[Collection entries]
________________________________________

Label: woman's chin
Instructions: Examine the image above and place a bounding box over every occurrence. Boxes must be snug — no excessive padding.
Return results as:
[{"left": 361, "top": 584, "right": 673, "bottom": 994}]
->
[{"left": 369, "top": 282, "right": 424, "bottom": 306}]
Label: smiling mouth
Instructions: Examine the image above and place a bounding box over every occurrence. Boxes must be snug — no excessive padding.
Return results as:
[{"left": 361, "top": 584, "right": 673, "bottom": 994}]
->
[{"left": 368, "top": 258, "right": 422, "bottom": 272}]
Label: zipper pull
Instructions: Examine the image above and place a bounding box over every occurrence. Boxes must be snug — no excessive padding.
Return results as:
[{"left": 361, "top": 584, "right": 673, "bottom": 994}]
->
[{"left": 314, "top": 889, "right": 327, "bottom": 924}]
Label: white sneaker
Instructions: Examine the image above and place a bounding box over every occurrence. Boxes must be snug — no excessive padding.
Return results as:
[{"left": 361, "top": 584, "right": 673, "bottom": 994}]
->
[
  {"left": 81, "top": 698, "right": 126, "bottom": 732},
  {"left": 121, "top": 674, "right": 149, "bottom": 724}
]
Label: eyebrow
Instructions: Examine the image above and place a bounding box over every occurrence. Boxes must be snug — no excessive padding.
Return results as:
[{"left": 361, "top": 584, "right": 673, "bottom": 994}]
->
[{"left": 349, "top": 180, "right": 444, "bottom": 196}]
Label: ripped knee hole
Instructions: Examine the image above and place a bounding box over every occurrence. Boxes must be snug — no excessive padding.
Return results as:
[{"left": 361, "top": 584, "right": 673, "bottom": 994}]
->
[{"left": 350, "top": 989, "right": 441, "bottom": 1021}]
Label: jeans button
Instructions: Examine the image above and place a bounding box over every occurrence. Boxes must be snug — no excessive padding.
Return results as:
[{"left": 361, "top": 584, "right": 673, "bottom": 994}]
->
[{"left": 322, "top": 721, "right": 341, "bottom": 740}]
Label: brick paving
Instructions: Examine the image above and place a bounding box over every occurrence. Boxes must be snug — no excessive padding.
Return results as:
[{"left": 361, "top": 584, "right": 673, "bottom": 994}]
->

________________________________________

PROBLEM TO WORK ON: Retyping every line above exactly is all that is needed.

RESULT:
Label: woman's chin
Instructions: Examine the image above and place a bounding box over every occurrence. Boxes must be snug — no excessive padding.
Return results as:
[{"left": 361, "top": 584, "right": 673, "bottom": 994}]
->
[{"left": 369, "top": 282, "right": 424, "bottom": 306}]
Label: smiling mouth
Instructions: Examine the image above and place a bounding box over every occurrence. Boxes must be snug — no excessive padding.
Return results as:
[{"left": 361, "top": 584, "right": 673, "bottom": 994}]
->
[{"left": 368, "top": 258, "right": 422, "bottom": 272}]
Label: zipper pull
Instructions: Examine the image above and place a bounding box over every occurrence. Boxes must be snug — no excessive padding.
Return results as:
[{"left": 361, "top": 584, "right": 673, "bottom": 994}]
->
[{"left": 314, "top": 889, "right": 327, "bottom": 924}]
Label: white sneaker
Instructions: Examine the image above and place a bounding box over every occurrence. Boxes must be snug — no excessive padding.
Return results as:
[{"left": 361, "top": 584, "right": 673, "bottom": 994}]
->
[
  {"left": 81, "top": 698, "right": 126, "bottom": 732},
  {"left": 121, "top": 674, "right": 149, "bottom": 724}
]
Label: eyebrow
Instructions: Examine the image above and place a bounding box over every occurrence. Boxes must be snug — no excessive padding.
Return results as:
[{"left": 361, "top": 584, "right": 673, "bottom": 994}]
->
[{"left": 349, "top": 180, "right": 444, "bottom": 196}]
Label: ripped knee hole
Instructions: Examine the image above and place a bounding box over every occurrence. Boxes must be snug — no excessive padding.
Return results as:
[{"left": 361, "top": 584, "right": 673, "bottom": 994}]
->
[{"left": 350, "top": 989, "right": 441, "bottom": 1021}]
Label: jeans button
Instructions: Examine the image above and place a bounding box over every occurrence. Boxes must be snug — no excessive padding.
Return results as:
[{"left": 361, "top": 584, "right": 673, "bottom": 994}]
->
[{"left": 322, "top": 721, "right": 341, "bottom": 740}]
Label: brick paving
Instructions: Examine the image above and place a bounding box over every occurrence. Boxes must be snug — no excessive padding.
Return results as:
[{"left": 361, "top": 584, "right": 673, "bottom": 994}]
->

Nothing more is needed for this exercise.